Kannst du aus dem Artikel über Freya Klein unten die Stelle buchstabengetreu abschreiben, die mit den Worten „In einer Mischung“ beginnt und mit „gekommenen Freya Klein.“ endet?
*** TEXTAUSZUG ***
26. Juni 2007

Freya Klein: Oscarreife Theatergruppe

Den Oscar für den besten fremdsprachigen Film nahm der deutsche Regisseur Florian Henckel von Donnersmarck am 25. Februar in Los Angeles für „Das Leben der Anderen“ entgegen. Bundespräsident Horst Köhler gratulierte: "Ihr Name, lieber Florian Henckel von Donnersmarck, ist jetzt in aller Munde, und das nicht in Deutschland allein, sondern weltweit. Und wir alle kommen aus dem Staunen kaum heraus."
In einer Mischung aus nationalem und Lokalpatriotismus titelte die Bild-Zeitung Frankfurt: „Unser Oscar! Ein Frankfurter Bub erobert Hollywood“. Der Artikel setzt die Leser ins Bild über den schulischen Werdegang des Starregisseurs, den eine siebenbürgische Lehrerin am Lessing-Gymnasium in Frankfurt entdeckt und gefördert hat, im Rahmen der von ihr 1986 gegründeten Theater-Arbeitsgemeinschaft „Thespis-Karren“. Auf „Das Leben der Anderen“ ist der pädagogische Auftrag einer Lehrerin, eines Lehrers ausgerichtet, nicht anders bei der vor sechzig Jahren in Schirkanyen zur Welt gekommenen Freya Klein.
*** ROHDATEN ***
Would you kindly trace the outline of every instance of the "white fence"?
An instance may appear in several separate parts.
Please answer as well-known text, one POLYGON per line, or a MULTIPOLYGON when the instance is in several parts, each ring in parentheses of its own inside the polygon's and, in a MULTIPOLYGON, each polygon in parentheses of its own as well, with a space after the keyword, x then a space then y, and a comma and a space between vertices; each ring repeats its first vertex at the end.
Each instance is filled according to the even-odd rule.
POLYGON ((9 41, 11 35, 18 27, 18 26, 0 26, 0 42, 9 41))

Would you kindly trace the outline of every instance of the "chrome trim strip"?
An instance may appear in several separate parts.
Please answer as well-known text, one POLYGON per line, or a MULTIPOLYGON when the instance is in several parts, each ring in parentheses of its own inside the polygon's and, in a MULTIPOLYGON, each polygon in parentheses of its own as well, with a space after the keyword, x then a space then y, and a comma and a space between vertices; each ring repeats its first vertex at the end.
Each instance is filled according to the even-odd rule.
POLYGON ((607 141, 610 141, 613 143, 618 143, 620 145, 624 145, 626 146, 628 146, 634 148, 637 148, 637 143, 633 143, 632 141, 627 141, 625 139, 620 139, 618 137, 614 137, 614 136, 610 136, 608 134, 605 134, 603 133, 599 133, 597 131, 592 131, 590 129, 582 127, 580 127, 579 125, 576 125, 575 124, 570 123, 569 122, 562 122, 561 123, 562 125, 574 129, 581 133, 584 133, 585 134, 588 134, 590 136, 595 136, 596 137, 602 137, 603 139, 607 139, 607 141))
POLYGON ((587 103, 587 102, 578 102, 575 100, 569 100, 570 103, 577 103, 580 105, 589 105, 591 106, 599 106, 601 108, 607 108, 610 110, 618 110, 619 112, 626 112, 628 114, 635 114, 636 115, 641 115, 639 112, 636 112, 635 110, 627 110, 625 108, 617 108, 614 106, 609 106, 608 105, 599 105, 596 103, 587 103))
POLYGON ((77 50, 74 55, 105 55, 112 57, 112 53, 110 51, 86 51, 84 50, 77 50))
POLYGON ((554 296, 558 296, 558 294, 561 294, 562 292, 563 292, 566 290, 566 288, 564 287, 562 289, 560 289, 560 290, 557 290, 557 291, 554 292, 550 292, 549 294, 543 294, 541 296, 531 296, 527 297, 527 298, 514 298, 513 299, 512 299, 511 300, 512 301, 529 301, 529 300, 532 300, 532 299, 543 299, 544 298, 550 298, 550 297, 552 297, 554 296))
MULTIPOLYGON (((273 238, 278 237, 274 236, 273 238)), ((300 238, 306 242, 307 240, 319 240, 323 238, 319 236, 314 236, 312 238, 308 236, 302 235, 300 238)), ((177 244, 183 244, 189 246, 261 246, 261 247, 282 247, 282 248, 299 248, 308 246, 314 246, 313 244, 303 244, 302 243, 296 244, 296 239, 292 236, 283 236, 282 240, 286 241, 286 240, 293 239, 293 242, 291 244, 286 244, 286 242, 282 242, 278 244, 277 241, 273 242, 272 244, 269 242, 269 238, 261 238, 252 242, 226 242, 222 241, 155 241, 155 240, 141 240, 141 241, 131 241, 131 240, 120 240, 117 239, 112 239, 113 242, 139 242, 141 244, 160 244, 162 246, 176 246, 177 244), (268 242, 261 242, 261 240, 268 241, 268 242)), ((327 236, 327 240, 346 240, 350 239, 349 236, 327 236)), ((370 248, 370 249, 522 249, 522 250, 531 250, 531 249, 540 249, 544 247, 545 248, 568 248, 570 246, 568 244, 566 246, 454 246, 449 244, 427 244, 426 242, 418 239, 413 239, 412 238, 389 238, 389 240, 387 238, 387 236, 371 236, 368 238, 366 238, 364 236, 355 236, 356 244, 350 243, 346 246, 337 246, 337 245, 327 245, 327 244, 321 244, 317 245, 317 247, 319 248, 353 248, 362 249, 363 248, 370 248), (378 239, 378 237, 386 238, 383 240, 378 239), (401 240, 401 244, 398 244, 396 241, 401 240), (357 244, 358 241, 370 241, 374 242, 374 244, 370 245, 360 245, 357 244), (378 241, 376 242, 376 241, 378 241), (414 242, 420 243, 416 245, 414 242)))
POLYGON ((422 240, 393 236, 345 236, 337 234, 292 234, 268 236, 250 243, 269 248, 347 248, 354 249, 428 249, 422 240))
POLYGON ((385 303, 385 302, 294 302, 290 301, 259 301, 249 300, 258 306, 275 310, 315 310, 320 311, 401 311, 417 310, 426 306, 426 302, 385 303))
***
> RICHTIGE ANTWORT
In einer Mischung aus nationalem und Lokalpatriotismus titelte die Bild-Zeitung Frankfurt: „Unser Oscar! Ein Frankfurter Bub erobert Hollywood“. Der Artikel setzt die Leser ins Bild über den schulischen Werdegang des Starregisseurs, den eine siebenbürgische Lehrerin am Lessing-Gymnasium in Frankfurt entdeckt und gefördert hat, im Rahmen der von ihr 1986 gegründeten Theater-Arbeitsgemeinschaft „Thespis-Karren“. Auf „Das Leben der Anderen“ ist der pädagogische Auftrag einer Lehrerin, eines Lehrers ausgerichtet, nicht anders bei der vor sechzig Jahren in Schirkanyen zur Welt gekommenen Freya Klein.